- VORLIEGENDER TEXT -

-.-.-

Wer die Kulturhauptstadt beflügelt – Leitende Akteure der Ruhr 2010 GmbH stellten sich erstmals gemeinsam vor

Von Bernd Berke

Essen. Allzu viel Konkretes können sie naturgemäß noch nicht verraten – die frisch berufenen Leute vom Direktorium der Kulturhauptstadt 2010. Erst ab 1. April walten sie ihrer Ämter. Doch gestern, als sie sich erstmals gemeinsam öffentlich zeigten, konnte man schon mal Atmosphäre schnuppern: Und wenn nicht alles täuscht, so riecht es nach Aufbruch.

Derzeit noch WDR-Intendant, bald schon Vorsitzender Geschäftsführer der Kulturhauptstadt-GmbH: Angesichts dieser neuen Lebenslage bekennt Fritz Pleitgen: „Ich fühle mich, als wäre ich auf einen fahrenden Zug aufgesprungen. Aber ich bin noch gelenkig.“ Er habe überdies bereits gemerkt, „dass die Chemie zwischen uns allen stimmt“ – und blickt als wohlwollender Patriarch in die Runde seiner Mitstreiter bei der Ruhr 2010 GmbH. Der zweite Geschäftsführer, Essens zuletzt etwas beiseite gerückter Kulturdezernent Oliver Scheytt, pflichtet bei: „Seit Anfang Januar bin ich ein glücklicherer Mensch.“

Dieter Gorny stößt mächtig ins Horn

Überhaupt macht sich Euphorie breit. Einmütig und mit leuchtenden Augen versichern die vier neuen Sparten-Direktor(inn)en, die gleich unterhalb der Geschäftsführer angesiedelt sind, wie leidenschaftlich sie ihre neuen Aufgaben ansteuern wollen. Die (just wie Fritz Pleitgen) in Duisburg-Meiderich geborene Deutsch-Türkin Asli Sevindim (Spezialthema: Kultur und Migration) fühlt sich in erster Linie als „Ruhri“. Aus ihrem Munde klingt es nach neuen Horizonten.

-.-.-

- BEREITGESTELLTE DATEN -
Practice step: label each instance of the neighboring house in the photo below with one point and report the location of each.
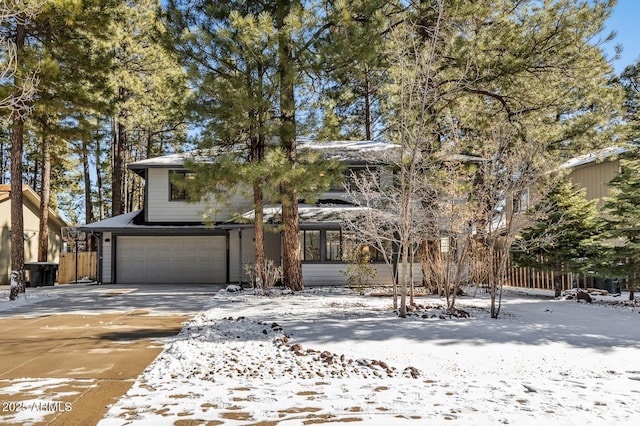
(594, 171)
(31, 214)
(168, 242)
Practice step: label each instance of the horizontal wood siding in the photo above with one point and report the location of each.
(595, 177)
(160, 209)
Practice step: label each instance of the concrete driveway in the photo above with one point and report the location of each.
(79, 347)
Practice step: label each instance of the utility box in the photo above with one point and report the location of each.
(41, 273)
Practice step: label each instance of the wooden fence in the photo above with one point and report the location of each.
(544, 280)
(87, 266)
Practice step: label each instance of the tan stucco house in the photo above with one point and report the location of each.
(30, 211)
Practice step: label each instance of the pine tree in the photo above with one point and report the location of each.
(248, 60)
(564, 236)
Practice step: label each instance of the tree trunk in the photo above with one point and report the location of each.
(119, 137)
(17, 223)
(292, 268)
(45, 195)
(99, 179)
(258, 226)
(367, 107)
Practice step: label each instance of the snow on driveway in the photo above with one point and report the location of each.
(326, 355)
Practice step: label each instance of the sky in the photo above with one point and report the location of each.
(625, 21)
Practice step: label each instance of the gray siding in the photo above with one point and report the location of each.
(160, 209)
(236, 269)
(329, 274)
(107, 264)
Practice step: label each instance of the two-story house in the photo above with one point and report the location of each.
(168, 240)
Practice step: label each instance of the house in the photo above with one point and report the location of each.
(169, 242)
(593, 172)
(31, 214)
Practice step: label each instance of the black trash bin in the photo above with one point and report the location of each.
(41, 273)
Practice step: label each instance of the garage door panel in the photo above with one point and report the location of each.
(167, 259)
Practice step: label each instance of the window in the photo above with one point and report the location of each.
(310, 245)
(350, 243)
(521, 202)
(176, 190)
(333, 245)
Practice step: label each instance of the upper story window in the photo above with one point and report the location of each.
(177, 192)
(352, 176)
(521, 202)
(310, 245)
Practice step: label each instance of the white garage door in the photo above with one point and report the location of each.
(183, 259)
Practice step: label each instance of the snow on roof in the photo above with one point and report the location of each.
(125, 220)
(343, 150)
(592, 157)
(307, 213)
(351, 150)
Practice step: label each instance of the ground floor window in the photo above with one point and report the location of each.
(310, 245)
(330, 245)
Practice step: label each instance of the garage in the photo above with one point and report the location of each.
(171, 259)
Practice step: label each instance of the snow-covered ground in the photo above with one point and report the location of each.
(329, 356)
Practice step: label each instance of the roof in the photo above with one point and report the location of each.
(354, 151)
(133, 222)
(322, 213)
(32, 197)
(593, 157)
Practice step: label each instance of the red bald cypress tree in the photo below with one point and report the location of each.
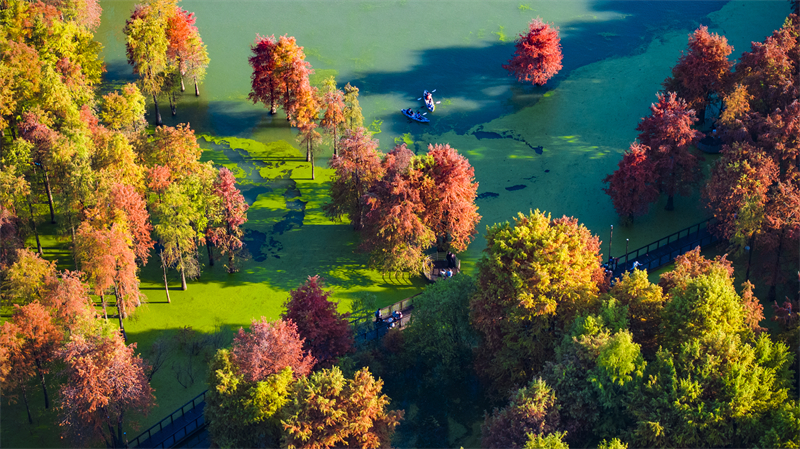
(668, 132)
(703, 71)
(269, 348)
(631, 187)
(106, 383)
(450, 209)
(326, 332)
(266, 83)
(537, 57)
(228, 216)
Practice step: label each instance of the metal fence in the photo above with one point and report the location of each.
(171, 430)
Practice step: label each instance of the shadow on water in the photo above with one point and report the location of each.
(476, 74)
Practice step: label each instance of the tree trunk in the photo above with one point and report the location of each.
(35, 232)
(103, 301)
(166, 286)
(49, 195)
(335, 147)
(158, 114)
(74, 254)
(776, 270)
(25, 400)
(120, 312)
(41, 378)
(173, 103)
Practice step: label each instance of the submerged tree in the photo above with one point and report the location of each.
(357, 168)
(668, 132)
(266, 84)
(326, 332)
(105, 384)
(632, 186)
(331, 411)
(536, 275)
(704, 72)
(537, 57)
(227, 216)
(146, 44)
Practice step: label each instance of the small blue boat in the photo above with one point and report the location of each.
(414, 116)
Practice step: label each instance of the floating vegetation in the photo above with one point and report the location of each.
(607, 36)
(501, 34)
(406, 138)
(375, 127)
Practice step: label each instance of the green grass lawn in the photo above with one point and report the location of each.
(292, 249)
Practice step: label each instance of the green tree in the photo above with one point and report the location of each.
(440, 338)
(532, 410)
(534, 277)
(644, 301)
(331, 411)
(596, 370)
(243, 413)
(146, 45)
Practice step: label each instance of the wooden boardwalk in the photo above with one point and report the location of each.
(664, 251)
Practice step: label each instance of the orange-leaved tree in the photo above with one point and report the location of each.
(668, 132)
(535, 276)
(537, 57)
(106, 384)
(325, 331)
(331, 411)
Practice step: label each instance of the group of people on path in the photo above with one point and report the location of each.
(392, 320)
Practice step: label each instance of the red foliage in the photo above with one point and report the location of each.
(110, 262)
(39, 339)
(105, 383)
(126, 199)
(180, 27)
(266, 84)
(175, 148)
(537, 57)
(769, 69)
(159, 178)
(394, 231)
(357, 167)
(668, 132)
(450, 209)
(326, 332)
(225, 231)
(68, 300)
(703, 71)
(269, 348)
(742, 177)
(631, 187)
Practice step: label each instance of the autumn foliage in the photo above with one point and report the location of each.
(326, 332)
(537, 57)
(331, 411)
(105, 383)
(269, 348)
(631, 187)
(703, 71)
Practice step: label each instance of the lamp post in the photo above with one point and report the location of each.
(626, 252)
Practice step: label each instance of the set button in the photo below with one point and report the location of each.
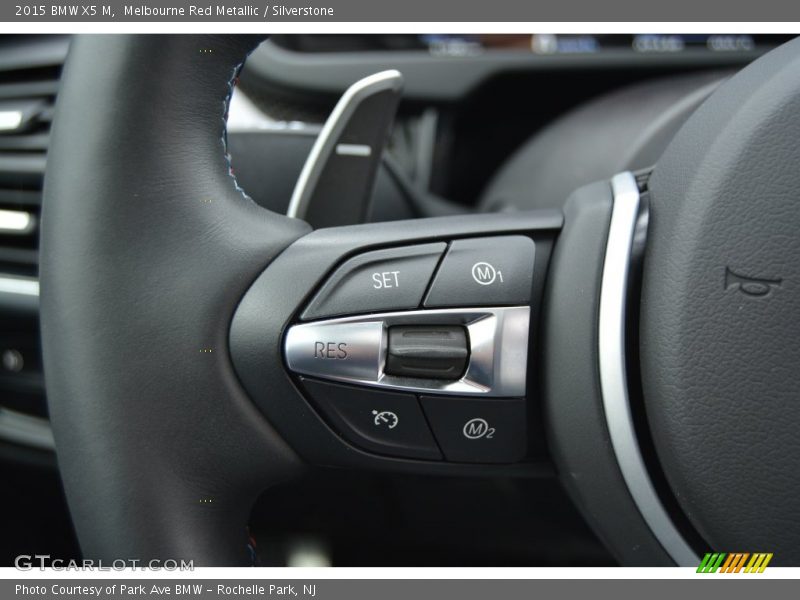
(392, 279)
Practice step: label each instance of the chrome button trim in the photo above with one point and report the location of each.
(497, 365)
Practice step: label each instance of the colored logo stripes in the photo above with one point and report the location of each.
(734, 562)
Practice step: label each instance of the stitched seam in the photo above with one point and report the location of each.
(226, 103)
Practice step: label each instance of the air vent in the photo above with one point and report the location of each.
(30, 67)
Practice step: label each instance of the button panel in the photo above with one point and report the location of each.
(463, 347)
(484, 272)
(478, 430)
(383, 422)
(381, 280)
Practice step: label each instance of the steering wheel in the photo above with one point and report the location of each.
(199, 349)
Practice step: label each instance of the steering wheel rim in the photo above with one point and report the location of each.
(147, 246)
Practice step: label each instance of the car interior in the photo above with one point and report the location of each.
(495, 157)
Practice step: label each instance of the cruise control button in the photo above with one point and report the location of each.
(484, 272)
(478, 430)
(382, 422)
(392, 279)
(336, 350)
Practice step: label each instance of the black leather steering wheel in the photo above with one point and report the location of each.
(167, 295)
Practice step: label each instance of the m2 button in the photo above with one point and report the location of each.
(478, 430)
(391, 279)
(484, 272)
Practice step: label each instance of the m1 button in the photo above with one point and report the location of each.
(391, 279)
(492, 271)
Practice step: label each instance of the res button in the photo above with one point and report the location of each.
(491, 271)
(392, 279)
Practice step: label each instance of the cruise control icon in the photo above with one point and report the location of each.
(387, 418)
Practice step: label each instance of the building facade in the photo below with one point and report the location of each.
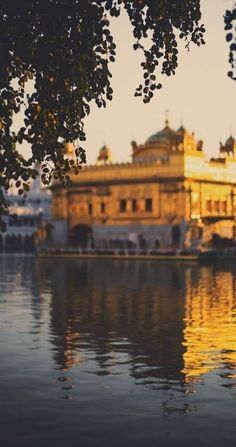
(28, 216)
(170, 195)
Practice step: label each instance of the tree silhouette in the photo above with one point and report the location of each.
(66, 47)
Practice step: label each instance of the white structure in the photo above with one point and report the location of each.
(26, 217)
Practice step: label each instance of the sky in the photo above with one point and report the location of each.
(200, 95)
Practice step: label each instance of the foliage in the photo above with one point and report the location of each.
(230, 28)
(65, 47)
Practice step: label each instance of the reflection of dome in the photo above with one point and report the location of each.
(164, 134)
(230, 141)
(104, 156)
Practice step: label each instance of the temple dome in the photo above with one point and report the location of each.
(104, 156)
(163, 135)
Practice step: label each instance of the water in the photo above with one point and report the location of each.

-.-.-

- AUFGABENSTELLUNG -
1. Gib den Abschnitt aus dem Artikel über die Ruhr 2010 GmbH wieder, der bei „Essen. Allzu viel“ beginnt und bei „es nach Aufbruch.“ endet. Benenne dabei „Direktorium“ in „Vorstand“ um.
2. In welchem Stadtteil wurden laut dem Artikel über die Ruhr 2010 GmbH Asli Sevindim und Fritz Pleitgen geboren?
3. Schreibe den Artikel über die Ruhr 2010 GmbH ab seinem letzten Satz weiter.

- LÖSUNGEN -
1.
Essen. Allzu viel Konkretes können sie naturgemäß noch nicht verraten – die frisch berufenen Leute vom Vorstand der Kulturhauptstadt 2010. Erst ab 1. April walten sie ihrer Ämter. Doch gestern, als sie sich erstmals gemeinsam öffentlich zeigten, konnte man schon mal Atmosphäre schnuppern: Und wenn nicht alles täuscht, so riecht es nach Aufbruch.

2. In Duisburg-Meiderich.

3.
Bochums Orchesterchef Steven Sloane (zuständig für die „Stadt der Künste“) kommt direkt aus Chicago und versprüht geradezu amerikanischen Optimismus im Hinblick auf die Kulturhauptstadt Ruhrgebiet. Der Musikmanager Dieter Gorny (Fachgebiet: „Kreativwirtschaft“) trifft verspätet aus Cannes ein und stößt mächtig ins Horn: „Das Ruhrgebiet ist schon jetzt eine einzigartige Metropole. Es gibt in ganz Europa keinen besseren Ort. Deshalb wohne ich immer noch hier.“

Keine „Aufmerksamkeits-Erregungs-Anstalt“

Es scheint, als hätte die Kulturhauptstadt, die Ende 2006 ein wenig kraftlos zu dümpeln schien, gleichsam über Nacht vielfache Flügel bekommen. Man hat das Gefühl: Das jetzige Team, zu dem bald noch weitere Experten stoßen werden, könnte es tatsächlich packen. Falls das Arbeitsklima auch hinter den Kulissen entspannt und begeistert bleibt wie der gestrige Kollektiv-Auftritt vor der Presse, so muss einem darum wohl nicht bange sein.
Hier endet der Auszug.